*REQUIRED TASKS:*
A: Copy the appellate case summaries from "Still short one" up to and including "increased information-gathering costs.", substituting "advocacy group" for "environmental group".
B: In the appellate case summaries, what did the drugs in the Joel Castillo case smell of?
C: Carry on the appellate case summaries from the point where they stop.
:: TEXT SHOWN
Thursday, April 25, 2013

Next update Monday

Still short one DC Circuit opinion from the past week.

MB

DC Circuit -- Defenders of Wildlife v. Lisa Jackson (4/23)

Consent decree does not impose procedural injury on environmental group by compressing notice-and-comment period.  No proof of increased information-gathering costs.

Barred intervenor limited on appeal to appeal of the barred intervention.

Defenders of Wildlife v. Lisa Jackson

Ninth Circuit -- MONDACA-VEGA V. HOLDER

District court holding as to whether petitioner is an American citizen is reviewable only for clear error.

Burden of production on petitioner to prove citizenship by a preponderance, but the government still bears the ultimate burden of showing non-citizenship.

Dissent: De novo appellate review.  Government must show by clear, unequivocal, and convincing evidence.

MONDACA-VEGA V. HOLDER

Ninth Circuit -- CONSERVATION NORTHWEST V. HARRIS SHERMAN

Agency cannot substantially and permanently change rule that would otherwise be subject to statutory checks on modification by entering into a judicial consent decree.

CONSERVATION NORTHWEST V. HARRIS SHERMAN

Eighth Circuit -- United States v. Joel Castillo

From the court's website:


122898P.pdf   04/24/2013  United States  v.  Joel Castillo
  U.S. Court of Appeals Case No:  12-2898
  U.S. District Court for the Western District of Arkansas - Ft. Smith    
  [PUBLISHED] [Murphy, Author, with Smith and Gruender, Circuit Judges]
  Criminal Case - conviction and sentence. Viewing the evidence in the
  light most favorable to jury verdict, government presented sufficient
  evidence for rational jury to find Castillo possessed methamphetamine
  knowingly or intentionally, as drugs were found in truck he alone drove,
  he appeared nervous at traffic stop, drugs smelled of mustard, he was
  unsurprised when drugs discovered, and story was implausible. District
  court did not clearly err in denying offense level reduction for mitigating
  role and considered the section 3553(a) factors in determining sentence.
::::
:: PROVIDED MATERIAL
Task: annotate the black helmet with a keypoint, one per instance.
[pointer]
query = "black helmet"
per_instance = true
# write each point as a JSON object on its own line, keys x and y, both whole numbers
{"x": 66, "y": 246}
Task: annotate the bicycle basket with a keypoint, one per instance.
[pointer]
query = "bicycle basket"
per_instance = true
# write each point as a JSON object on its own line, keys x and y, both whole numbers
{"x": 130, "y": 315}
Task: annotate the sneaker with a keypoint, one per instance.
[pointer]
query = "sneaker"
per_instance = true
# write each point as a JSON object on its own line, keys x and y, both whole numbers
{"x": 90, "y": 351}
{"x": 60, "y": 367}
::::
*RESULTS OF THE EXERCISE:*
A:
Still short one DC Circuit opinion from the past week.

MB

DC Circuit -- Defenders of Wildlife v. Lisa Jackson (4/23)

Consent decree does not impose procedural injury on advocacy group by compressing notice-and-comment period.  No proof of increased information-gathering costs.

B: They smelled of mustard.

C:
  District court did not abuse its discretion in sentencing Castillo.

Eighth Circuit -- Laclede Gas Company v. St. Charles County

From the court's website:


122755P.pdf   04/25/2013  Laclede Gas Company  v.  St. Charles County
  U.S. Court of Appeals Case No:  12-2755
  U.S. District Court for the Eastern District of Missouri - St. Louis    
  [PUBLISHED] [Kopf, Distric Judge, Author, with Bye and Melloy,
  Circuit Judges]
  Civil Case - preliminary injunction. In dispute involving right of local
  government and rights of public utility in shared easements, the district
  court had jurisdiction to grant preliminary injunction and did not abuse its
  discretion in doing so. No categorical rule that before addressing
  preliminary injunction motion a court must rule on the opposing party's
  assertion that the court lacks jurisdiction. Imminent threat of physical
  damage to pipeline sufficient to provide district court with jurisdiction
  under the Natural Gas Pipeline Safety Act. District court did not abuse its
  discretion in failing to abstain. Judge Bye concurs.
 

Eighth Circuit -- United States v. Freddie Wallace


From the court's website:

(With appropriate excisions to keep this site in the good graces of censorious web-indexing robots)

122172P.pdf   04/25/2013  United States  v.  Freddie Wallace
  U.S. Court of Appeals Case No:  12-2172
  U.S. District Court for the Eastern District of Arkansas - Little Rock    
  [PUBLISHED] [Gruender, Author, with Murphy and Smith, Circuit Judges]
  Criminal Case - conviction. In trial on charges of production of child
  p and possession of child p, district court did not
  err in admitting signed confession, as the court carefully considered the
  totality of the circumstances in finding the confession was made
  knowingly, intelligently, and voluntarily. Admission of videotaped
  seized following tip from informant was not error, as informant's
  information was independently corroborated and probable cause for
  warrant was established. No plain error in admitting cellmate testimony. 
  Evidence was sufficient to support production of child p
  conviction.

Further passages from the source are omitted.